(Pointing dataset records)

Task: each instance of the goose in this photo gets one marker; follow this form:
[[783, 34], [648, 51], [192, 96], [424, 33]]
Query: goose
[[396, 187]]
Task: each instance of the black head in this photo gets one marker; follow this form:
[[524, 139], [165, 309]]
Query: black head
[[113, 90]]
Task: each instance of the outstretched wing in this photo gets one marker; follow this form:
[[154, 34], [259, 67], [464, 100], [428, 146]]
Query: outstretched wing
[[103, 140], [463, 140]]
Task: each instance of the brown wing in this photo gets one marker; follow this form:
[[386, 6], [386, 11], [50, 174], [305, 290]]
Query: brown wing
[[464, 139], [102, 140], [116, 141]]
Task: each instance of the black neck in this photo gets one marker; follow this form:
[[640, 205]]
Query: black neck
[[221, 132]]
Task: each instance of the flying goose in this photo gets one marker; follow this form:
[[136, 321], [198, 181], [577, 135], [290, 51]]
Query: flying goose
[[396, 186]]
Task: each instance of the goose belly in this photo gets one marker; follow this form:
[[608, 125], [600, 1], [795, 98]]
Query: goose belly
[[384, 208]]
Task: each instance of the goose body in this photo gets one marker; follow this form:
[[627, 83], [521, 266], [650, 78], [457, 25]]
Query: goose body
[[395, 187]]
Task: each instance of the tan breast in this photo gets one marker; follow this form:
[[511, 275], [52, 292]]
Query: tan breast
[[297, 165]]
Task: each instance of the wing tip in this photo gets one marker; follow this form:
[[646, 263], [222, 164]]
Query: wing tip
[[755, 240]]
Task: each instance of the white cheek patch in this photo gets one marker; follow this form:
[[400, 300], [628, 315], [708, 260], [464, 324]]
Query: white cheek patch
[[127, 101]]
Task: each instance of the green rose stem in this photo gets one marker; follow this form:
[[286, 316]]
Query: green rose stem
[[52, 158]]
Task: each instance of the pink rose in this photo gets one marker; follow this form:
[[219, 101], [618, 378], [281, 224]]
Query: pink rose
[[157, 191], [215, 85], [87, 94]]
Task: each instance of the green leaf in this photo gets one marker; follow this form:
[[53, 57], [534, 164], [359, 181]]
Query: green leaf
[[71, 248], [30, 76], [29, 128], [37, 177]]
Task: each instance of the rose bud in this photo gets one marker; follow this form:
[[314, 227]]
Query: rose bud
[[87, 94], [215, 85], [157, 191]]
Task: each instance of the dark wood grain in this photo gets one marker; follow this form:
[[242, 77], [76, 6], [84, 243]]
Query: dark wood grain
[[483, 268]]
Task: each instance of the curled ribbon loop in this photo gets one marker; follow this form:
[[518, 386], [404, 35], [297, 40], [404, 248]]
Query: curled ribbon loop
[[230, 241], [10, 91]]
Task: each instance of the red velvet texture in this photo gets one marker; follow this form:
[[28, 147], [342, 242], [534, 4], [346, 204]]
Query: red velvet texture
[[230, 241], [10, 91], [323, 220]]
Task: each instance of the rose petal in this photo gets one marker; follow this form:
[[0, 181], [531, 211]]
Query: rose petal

● Task description
Reproduce each record exactly, leaving nothing out.

● Answer to this task
Task: each instance of the goose in this photo gets one marker; follow this form:
[[783, 34], [648, 51], [192, 96], [424, 33]]
Query: goose
[[396, 187]]
Task: each instance of the black head in this photo gets one marker; follow this form:
[[524, 139], [165, 309]]
Query: black head
[[113, 90]]
Task: each instance of the outstretched wing in this photo gets one marker; follow this form:
[[154, 34], [259, 67], [464, 100], [428, 146]]
Query: outstretched wing
[[103, 140], [463, 140]]
Task: each instance of the brown wing in this photo gets one marker; follow this form:
[[386, 6], [386, 11], [50, 174], [305, 290]]
Query: brown wing
[[464, 139], [102, 140], [116, 141]]
Task: each instance of the black neck in this photo gets one marker; follow this form:
[[640, 205]]
Query: black neck
[[221, 132]]
Task: each instance of the flying goose in this photo gets one marker; follow this form:
[[136, 321], [198, 181], [577, 135], [290, 51]]
Query: flying goose
[[396, 186]]
Task: each instance of the goose belly in this photo gets one marker; follow this form:
[[608, 125], [600, 1], [795, 98]]
Query: goose belly
[[384, 208]]
Task: each instance of the goose body in this photo gets one marker; follow this form:
[[627, 83], [521, 266], [650, 78], [457, 25]]
Query: goose body
[[395, 187]]
Task: each instance of the tan breast in this photo gets one marker; follow this form:
[[511, 275], [52, 292]]
Query: tan breast
[[297, 165]]
Task: each instance of the wing tip in this photo gets one marker; follow this form:
[[646, 263], [222, 164]]
Query: wing tip
[[755, 240]]
Task: each instance of the white cheek patch in this photo gets one marker; follow this form:
[[400, 300], [628, 315], [708, 260], [464, 324]]
Query: white cheek patch
[[127, 101]]
Task: each instance of the green rose stem in this photo gets one marker; follow this form:
[[286, 316]]
Query: green rose stem
[[52, 158]]
Task: each instance of the pink rose in this photo gets one marker; follow this form:
[[219, 101], [618, 378], [281, 224]]
Query: pink rose
[[157, 191], [215, 85], [87, 94]]
Task: each instance of the green leaf in this photo gets one marker; follow this form:
[[53, 57], [534, 164], [359, 181]]
Query: green leaf
[[71, 248], [30, 76], [29, 128], [37, 177]]
Task: each instance of the rose bud in this photo gets one marker; follow this form:
[[314, 227]]
Query: rose bud
[[87, 94], [215, 85], [157, 191]]
Task: each instance of the dark wood grain in this photo gets one marker; follow this form:
[[242, 77], [76, 6], [84, 243]]
Query: dark wood grain
[[483, 268]]
Task: each instance of the curled ribbon loop in this photo gets one marker; follow this form:
[[518, 386], [404, 35], [297, 40], [404, 248]]
Query: curled ribbon loop
[[230, 241], [10, 91]]
Task: each instance of the red velvet texture in this photo gets one marker; follow this form:
[[28, 147], [342, 242], [534, 4], [346, 204]]
Query: red velvet texture
[[230, 241], [10, 91], [323, 220]]
Task: each instance of the rose petal in this photo gets one marker; follow this form:
[[0, 181], [531, 211]]
Query: rose petal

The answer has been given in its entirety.